SUPPLIED PASSAGE:
Question:

Is water baptism a work?


Answer:

I have always been amazed at the dread shown by people toward the word "work." You would think that it was a dreaded disease or something equivalent to sin.

The word "work" by itself is neither good nor bad. It simply refers to something that takes effort.

Faith is a work. "Then they said to Him, "What shall we do, that we may work the works of God?" Jesus answered and said to them, "This is the work of God, that you believe in Him whom He sent"" (John 6:27-28). Faith is not necessarily automatic or naturally ingrained. Faith is something that we are commanded to have. "But without faith it is impossible to please Him, for he who comes to God must believe that He is, and that He is a rewarder of those who diligently seek Him" (Hebrews 11:6). This is why James tells us, "Faith by itself, if it does not have works, is dead. But someone will say, "You have faith, and I have works." Show me your faith without your works, and I will show you my faith by my works" (James 2:17-18). And Paul speaks of the obedience of faith (Romans 1:5; 16:26). Faith and works are not two disjoint topics, but two subjects that are closely intermeshed.

God's intention is that man accomplish the work God has set out for him. "For we are His workmanship, created in Christ Jesus for good works, which God prepared beforehand that we should walk in them" (Ephesians 2:10). In fact, it was Solomon who noted that it was for this reason man was placed on the earth. "Let us hear the conclusion of the whole matter: Fear God and keep His commandments, for this is man's all. For God will bring every work into judgment, including every secret thing, whether good or evil" (Ecclesiastes 12:13-14).

Like faith, baptism is also called a work of God. "In Him you were also circumcised with the circumcision made without hands, by putting off the body of the sins of the flesh, by the circumcision of Christ, buried with Him in baptism, in which you also were raised with Him through faith in the working of God, who raised Him from the dead" (Colossians 2:11-12).

When Paul told us, "work out your salvation with fear and trembling" (Philippians 2:12) he was not referring to works of man's choosing, but those works laid out for man by God Almighty. There are those who claim to reject all works, claiming that they will be saved by faith alone. Yet, how much faith do they have in God when they will not obey His commands? Perhaps you believe that if a man truly believes, of course he will do the will of God. So, I must ask, if a person claims faith, but does not do the will of God, will he be saved? James tells us, "You see then that a man is justified by works, and not by faith only" (James 2:24).

QUESTIONS TO ANSWER:
• A. Copy everything in the passage on baptism and works from "I have always" down to "equivalent to sin.".
• B. Proceed with the passage on baptism and works, picking up after its final sentence.
The records are separate from the passage on baptism and works.

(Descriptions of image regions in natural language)
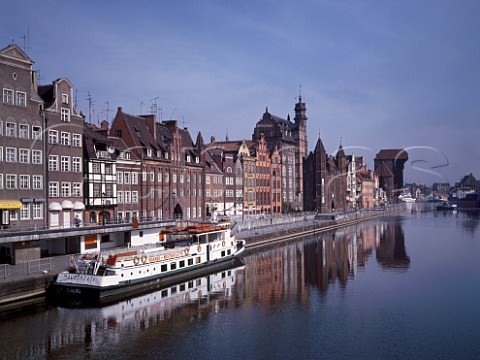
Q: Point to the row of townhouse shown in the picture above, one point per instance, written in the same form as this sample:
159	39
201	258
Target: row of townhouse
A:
58	171
41	147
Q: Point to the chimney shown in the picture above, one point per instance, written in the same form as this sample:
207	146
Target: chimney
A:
152	124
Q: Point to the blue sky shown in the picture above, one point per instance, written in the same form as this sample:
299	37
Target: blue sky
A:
376	74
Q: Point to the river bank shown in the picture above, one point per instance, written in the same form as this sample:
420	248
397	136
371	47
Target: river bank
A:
29	290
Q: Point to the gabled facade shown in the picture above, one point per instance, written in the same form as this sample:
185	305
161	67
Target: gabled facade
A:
391	180
171	183
324	180
63	133
22	143
100	171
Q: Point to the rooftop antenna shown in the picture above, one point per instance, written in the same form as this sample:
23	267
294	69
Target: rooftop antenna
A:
90	107
108	110
184	122
154	107
26	40
171	116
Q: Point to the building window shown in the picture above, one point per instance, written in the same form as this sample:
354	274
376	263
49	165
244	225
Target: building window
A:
37	182
53	136
21	99
77	190
10	154
120	197
76	140
66	189
65	115
109	169
97	190
11	181
25	212
8	96
108	190
37	211
24	156
24	181
53	189
37	132
53	163
65	138
23	131
65	163
96	168
76	164
11	130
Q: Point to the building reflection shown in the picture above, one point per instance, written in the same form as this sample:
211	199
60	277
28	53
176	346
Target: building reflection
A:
391	252
323	260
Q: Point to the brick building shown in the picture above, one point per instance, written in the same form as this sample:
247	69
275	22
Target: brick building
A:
389	165
64	129
22	143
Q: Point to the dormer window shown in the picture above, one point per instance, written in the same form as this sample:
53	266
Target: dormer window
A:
65	115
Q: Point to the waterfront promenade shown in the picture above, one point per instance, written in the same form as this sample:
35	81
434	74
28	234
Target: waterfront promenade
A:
24	282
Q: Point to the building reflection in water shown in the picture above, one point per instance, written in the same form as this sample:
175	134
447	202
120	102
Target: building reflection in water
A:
328	258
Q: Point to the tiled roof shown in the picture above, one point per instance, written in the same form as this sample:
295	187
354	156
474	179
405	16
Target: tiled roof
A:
383	171
46	93
391	154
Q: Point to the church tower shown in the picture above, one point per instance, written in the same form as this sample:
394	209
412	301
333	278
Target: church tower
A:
300	135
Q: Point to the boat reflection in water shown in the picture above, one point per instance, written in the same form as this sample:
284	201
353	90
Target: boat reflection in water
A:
207	291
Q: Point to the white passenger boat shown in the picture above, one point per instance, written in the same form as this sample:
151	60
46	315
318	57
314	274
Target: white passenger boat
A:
406	198
183	252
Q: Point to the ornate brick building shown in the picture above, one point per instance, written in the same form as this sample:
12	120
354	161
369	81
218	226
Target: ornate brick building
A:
324	180
290	139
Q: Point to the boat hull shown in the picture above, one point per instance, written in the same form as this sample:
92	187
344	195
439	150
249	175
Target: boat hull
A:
82	295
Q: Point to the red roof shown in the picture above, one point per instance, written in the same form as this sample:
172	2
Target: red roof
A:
392	154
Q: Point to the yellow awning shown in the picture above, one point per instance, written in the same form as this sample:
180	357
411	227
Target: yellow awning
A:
10	204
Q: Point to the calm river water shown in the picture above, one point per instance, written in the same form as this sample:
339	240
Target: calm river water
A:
405	287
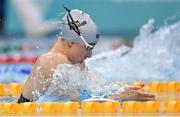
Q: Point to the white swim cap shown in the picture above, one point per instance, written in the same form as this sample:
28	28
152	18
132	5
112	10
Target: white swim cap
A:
85	24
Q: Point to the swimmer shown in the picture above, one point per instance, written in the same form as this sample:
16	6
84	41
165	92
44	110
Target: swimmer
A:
79	36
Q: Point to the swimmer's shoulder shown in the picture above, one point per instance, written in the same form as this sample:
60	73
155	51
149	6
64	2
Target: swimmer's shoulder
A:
49	61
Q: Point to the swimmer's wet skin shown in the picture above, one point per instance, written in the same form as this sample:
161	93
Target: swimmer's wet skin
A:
79	35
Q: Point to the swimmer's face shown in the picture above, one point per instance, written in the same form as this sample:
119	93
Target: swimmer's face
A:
78	53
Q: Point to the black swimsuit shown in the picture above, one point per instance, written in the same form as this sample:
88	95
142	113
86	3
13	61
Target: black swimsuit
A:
23	99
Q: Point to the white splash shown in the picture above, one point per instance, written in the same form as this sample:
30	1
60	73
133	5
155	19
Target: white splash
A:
154	57
70	83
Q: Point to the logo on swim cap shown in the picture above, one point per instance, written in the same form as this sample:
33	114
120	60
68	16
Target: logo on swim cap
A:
77	23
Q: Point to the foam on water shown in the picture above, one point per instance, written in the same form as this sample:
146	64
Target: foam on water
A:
154	57
70	83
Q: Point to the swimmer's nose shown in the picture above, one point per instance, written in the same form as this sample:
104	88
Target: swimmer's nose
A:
89	54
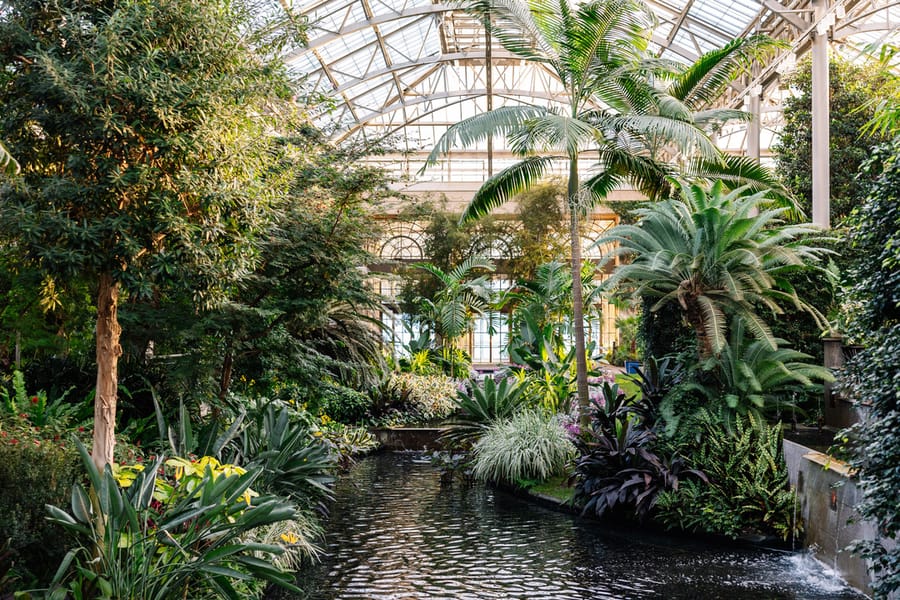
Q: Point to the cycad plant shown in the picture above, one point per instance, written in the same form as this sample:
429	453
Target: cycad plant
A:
751	377
717	254
611	109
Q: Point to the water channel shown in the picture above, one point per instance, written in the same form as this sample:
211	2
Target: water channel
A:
395	533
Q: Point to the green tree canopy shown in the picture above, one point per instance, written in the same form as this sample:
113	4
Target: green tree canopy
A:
855	91
710	254
143	131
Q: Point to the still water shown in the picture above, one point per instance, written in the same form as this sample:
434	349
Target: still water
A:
395	533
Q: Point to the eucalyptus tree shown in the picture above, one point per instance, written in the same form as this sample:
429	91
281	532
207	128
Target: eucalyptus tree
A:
8	164
143	130
610	110
710	254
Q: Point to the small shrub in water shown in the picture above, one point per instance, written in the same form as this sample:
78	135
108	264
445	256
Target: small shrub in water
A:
527	446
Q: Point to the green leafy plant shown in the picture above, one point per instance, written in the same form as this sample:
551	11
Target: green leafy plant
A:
349	441
429	396
748	487
871	377
617	466
35	470
752	377
344	404
487	403
288	456
529	445
717	255
133	545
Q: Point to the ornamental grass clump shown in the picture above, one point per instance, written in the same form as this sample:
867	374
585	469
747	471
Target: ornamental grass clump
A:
430	396
528	446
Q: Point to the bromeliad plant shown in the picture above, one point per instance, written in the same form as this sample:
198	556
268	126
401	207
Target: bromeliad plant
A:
617	465
191	544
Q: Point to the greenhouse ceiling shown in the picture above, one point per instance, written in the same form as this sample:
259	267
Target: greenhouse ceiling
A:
410	68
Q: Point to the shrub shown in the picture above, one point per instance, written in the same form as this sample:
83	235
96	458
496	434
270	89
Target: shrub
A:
34	472
487	403
344	404
431	396
289	457
617	464
168	538
748	482
528	446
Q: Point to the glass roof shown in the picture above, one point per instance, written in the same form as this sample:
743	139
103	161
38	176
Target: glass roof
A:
410	68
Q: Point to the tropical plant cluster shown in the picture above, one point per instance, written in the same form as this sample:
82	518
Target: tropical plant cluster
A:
873	376
182	289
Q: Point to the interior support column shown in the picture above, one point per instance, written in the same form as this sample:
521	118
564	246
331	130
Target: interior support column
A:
821	119
489	81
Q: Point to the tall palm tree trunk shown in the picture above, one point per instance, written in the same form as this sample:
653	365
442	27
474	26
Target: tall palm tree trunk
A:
578	296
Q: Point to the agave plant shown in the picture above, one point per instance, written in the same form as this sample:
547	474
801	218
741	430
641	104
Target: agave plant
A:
133	545
290	460
486	404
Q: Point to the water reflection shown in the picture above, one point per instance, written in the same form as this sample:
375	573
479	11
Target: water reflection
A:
394	533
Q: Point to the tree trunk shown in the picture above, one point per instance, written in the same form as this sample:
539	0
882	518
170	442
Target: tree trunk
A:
578	297
227	366
695	318
108	352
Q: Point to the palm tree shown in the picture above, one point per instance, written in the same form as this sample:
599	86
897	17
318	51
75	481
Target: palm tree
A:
698	87
460	299
611	109
707	252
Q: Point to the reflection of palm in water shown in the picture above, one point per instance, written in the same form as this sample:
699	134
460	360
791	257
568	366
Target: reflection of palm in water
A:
396	533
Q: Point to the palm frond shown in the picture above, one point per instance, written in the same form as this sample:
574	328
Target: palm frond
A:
467	132
552	131
742	172
703	82
498	189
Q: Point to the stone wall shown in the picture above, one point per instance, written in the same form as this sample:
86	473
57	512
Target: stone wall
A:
826	496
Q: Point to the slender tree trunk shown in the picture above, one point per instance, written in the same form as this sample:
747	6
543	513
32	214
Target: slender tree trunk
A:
227	366
578	297
108	352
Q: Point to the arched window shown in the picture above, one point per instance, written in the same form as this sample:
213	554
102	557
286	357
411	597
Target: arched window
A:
401	247
495	246
592	232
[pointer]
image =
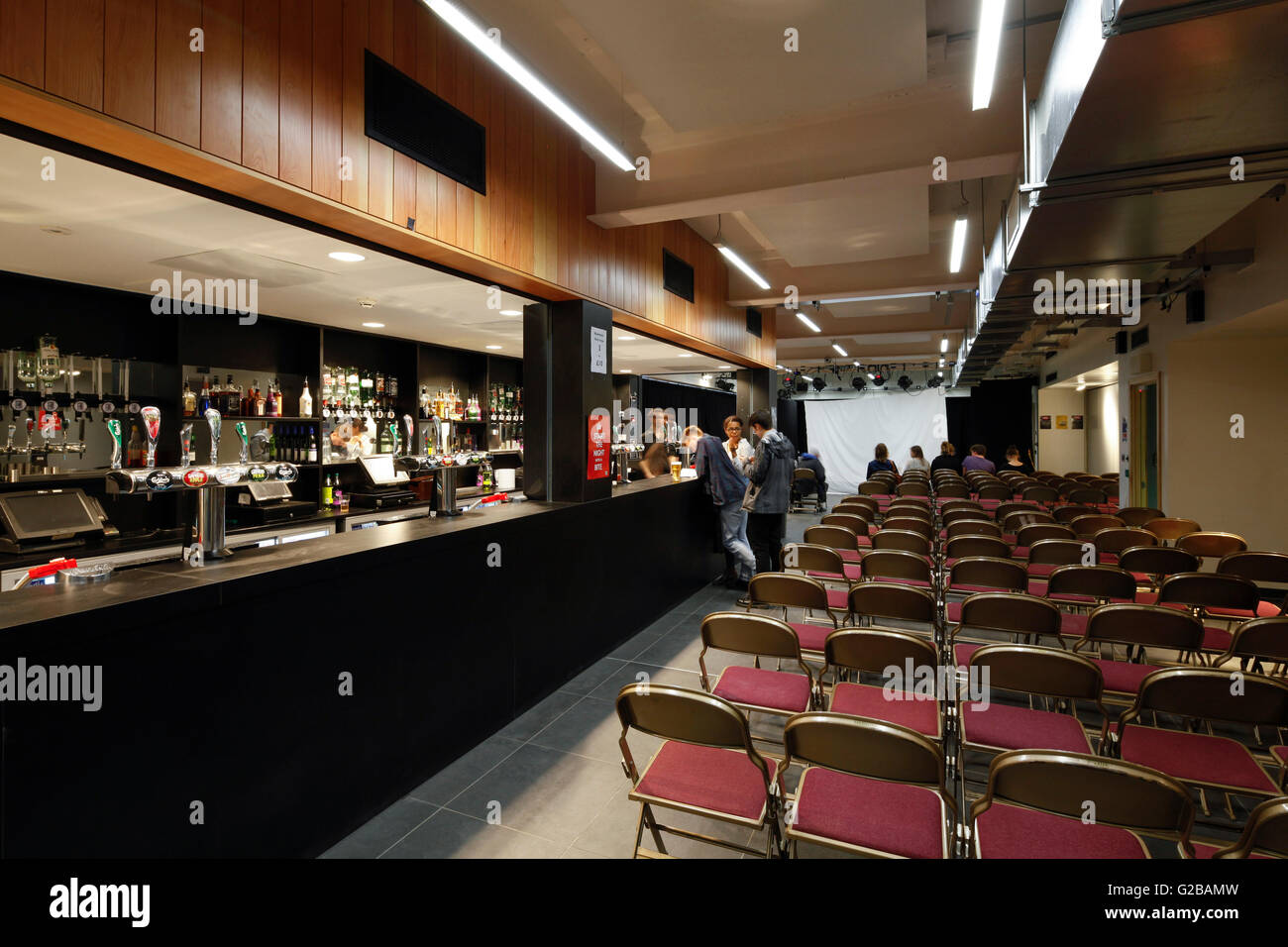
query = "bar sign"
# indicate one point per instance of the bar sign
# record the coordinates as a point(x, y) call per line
point(596, 464)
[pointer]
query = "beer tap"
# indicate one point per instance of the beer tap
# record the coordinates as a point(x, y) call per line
point(214, 420)
point(244, 450)
point(153, 427)
point(114, 429)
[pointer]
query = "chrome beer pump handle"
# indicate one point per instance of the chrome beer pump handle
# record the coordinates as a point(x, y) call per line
point(244, 451)
point(114, 429)
point(153, 427)
point(214, 420)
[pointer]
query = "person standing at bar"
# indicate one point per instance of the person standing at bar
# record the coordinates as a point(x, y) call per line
point(725, 486)
point(737, 446)
point(771, 472)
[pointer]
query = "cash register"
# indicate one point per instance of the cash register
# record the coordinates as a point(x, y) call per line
point(42, 521)
point(270, 501)
point(385, 486)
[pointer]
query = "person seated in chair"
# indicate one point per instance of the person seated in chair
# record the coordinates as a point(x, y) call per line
point(810, 462)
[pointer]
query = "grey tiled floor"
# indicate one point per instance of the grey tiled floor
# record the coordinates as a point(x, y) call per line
point(550, 785)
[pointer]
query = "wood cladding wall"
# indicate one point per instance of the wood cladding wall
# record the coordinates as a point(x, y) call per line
point(278, 89)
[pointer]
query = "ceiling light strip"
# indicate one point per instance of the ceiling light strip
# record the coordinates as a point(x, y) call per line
point(492, 50)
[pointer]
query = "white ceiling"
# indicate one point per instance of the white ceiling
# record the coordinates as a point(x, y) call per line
point(124, 232)
point(706, 63)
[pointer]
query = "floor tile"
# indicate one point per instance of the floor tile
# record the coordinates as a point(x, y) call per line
point(451, 835)
point(544, 792)
point(382, 831)
point(458, 776)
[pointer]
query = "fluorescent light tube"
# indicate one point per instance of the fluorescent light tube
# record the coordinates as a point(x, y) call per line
point(516, 71)
point(954, 257)
point(988, 43)
point(741, 264)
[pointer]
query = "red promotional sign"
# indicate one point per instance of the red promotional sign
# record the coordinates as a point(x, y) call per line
point(596, 450)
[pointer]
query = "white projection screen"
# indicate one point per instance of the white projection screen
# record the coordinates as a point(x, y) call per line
point(845, 432)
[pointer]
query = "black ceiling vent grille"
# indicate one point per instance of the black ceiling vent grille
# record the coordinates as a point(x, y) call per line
point(412, 120)
point(677, 275)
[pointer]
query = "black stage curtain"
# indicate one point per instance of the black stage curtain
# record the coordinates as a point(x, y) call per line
point(791, 423)
point(997, 414)
point(707, 407)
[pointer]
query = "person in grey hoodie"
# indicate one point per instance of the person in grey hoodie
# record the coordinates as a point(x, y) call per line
point(771, 472)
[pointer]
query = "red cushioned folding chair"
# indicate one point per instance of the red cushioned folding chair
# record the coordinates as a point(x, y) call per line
point(707, 767)
point(868, 789)
point(1205, 761)
point(1037, 806)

OUTPUTS FOR THE TASKS:
• A.
I have always been amazed at the dread shown by people toward the word "work." You would think that it was a dreaded disease or something equivalent to sin.

• B.
And if God says something saves but man claims it is unnecessary, does that man truly believe God? God said through Peter, "Repent, and let every one of you be baptized in the name of Jesus Christ for the remission of sins" (Acts 2:38). Was Peter right that man must repent and be baptize to be forgiven or was he wrong? Or when Peter said, "baptism now saves you--not the removal of dirt from the flesh, but an appeal to God for a good conscience--through the resurrection of Jesus Christ" (I Peter 3:21), was he right or wrong? Those who claim that salvation comes without works appear to lack the very faith that is necessary to save them from their sins.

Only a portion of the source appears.